- **WORK TO DO**
1. Sum up the Love & Friendship review in two sentences.
2. In one or two sentences, explain why the Love & Friendship review credits Jane Austen next to Whit Stillman.

- **TEXT**
════════
Love & Friendship (2016)

June 2nd, 2016
Author: Meredith Taylor

Writer|Director: Whit Stillman   Novella: Jane Austen

Cast: Kate Beckinsale, Chloe Sevigny, Xavier Samuel, Emma Greenwell, Justin Edwards, Tom Bennett, Morfydd Clark, Jemma Redgrave, James Fleet, Stephen Fry, Conor Lambert, Jenn Murray

92min | Drama | US

Kate Beckinsale plays the quintessential English coquette in Whit Stillman’s witty screen adaptation of Jane Austen’s Lady Susan. Tripping lightly and astringently through this little-known and long-unpublished epistolary novella, Beckinsale is joined by a caustic cast of sterling British acting talent in the shape of Stephen Fry, Jemma Redgrave and Tom Bennett with transatlantic twists from Chloë Sevigny and Emma Greenwell.
════════
- **EXTRACTED ENTRIES**
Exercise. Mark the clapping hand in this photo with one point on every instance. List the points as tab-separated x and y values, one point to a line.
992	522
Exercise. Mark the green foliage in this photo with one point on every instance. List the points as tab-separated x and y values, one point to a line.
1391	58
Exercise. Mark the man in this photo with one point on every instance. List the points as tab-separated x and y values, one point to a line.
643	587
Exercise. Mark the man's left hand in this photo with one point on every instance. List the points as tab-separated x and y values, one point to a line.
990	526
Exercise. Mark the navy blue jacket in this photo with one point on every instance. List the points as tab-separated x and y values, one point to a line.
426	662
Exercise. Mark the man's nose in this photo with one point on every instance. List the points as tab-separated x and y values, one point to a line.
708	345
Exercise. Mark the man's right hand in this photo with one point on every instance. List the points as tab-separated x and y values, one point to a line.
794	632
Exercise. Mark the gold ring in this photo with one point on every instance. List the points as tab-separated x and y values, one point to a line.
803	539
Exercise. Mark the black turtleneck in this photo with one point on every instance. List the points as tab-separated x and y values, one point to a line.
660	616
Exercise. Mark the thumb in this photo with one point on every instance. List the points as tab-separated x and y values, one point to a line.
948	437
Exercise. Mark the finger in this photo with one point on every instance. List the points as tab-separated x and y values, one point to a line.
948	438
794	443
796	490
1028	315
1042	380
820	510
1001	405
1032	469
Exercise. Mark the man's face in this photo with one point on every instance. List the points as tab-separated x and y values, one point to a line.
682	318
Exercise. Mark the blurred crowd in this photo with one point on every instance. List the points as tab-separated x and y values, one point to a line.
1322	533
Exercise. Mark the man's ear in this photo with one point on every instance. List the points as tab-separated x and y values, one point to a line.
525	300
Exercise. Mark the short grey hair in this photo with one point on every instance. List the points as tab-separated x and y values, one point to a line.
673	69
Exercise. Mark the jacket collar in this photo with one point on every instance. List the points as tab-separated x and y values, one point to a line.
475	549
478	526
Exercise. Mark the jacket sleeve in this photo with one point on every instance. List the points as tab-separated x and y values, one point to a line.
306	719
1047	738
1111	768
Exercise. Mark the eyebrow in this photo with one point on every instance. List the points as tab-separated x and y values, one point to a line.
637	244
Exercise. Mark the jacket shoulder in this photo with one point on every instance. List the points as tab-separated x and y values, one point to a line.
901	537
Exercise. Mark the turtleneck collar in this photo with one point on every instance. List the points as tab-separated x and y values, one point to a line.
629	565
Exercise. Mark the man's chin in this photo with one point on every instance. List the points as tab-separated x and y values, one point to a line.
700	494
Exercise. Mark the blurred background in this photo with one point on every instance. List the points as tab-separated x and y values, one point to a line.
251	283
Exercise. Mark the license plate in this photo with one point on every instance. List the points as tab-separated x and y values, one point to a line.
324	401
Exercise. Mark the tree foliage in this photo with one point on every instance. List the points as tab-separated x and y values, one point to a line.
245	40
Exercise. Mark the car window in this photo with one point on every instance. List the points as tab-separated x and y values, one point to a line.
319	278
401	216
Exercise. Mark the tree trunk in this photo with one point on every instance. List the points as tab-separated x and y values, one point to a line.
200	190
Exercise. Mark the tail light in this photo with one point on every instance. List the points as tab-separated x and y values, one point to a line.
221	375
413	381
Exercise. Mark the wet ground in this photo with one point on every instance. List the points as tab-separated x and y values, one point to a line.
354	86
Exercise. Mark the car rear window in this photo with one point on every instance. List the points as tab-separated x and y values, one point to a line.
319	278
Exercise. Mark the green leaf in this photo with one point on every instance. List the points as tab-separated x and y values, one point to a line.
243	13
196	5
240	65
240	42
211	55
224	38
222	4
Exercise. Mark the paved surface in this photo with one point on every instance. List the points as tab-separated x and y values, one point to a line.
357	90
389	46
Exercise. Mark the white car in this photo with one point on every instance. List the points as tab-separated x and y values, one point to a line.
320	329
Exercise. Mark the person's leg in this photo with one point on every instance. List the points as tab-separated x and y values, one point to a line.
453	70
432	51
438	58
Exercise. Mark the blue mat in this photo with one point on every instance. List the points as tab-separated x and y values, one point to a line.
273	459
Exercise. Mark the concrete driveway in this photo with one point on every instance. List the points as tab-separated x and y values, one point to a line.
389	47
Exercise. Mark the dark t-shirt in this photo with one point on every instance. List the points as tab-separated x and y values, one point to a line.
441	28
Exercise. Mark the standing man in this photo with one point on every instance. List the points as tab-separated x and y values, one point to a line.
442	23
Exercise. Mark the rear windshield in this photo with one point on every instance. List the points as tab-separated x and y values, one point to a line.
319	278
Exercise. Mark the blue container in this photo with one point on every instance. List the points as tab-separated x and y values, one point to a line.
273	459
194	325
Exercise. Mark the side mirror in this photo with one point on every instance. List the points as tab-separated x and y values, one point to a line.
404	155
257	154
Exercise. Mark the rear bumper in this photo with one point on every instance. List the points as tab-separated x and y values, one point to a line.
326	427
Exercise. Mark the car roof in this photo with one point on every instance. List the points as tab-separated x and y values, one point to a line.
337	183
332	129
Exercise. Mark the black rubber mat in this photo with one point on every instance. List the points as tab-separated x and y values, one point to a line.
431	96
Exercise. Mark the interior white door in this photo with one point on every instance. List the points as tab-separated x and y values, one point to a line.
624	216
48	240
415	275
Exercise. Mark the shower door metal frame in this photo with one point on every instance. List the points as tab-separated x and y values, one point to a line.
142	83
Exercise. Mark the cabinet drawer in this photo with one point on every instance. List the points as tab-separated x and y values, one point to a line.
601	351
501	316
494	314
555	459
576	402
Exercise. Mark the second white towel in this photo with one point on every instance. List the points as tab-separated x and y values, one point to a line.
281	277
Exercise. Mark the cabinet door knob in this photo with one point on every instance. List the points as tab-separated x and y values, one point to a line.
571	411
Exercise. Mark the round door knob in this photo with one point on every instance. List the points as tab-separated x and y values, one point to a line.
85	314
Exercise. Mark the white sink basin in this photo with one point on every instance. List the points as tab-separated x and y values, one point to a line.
════════
- **RESULTS FOR EACH TASK**
1. Love & Friendship is a 92-minute US drama from 2016, written and directed by Whit Stillman as a witty screen adaptation of Jane Austen's little-known and long-unpublished epistolary novella Lady Susan. Kate Beckinsale plays the quintessential English coquette, joined by British actors Stephen Fry, Jemma Redgrave and Tom Bennett, with transatlantic twists from Chloë Sevigny and Emma Greenwell.

2. Jane Austen is credited for the novella because the film is Whit Stillman's screen adaptation of her epistolary novella Lady Susan. Stillman wrote and directed the film, while Austen wrote the story it is based on.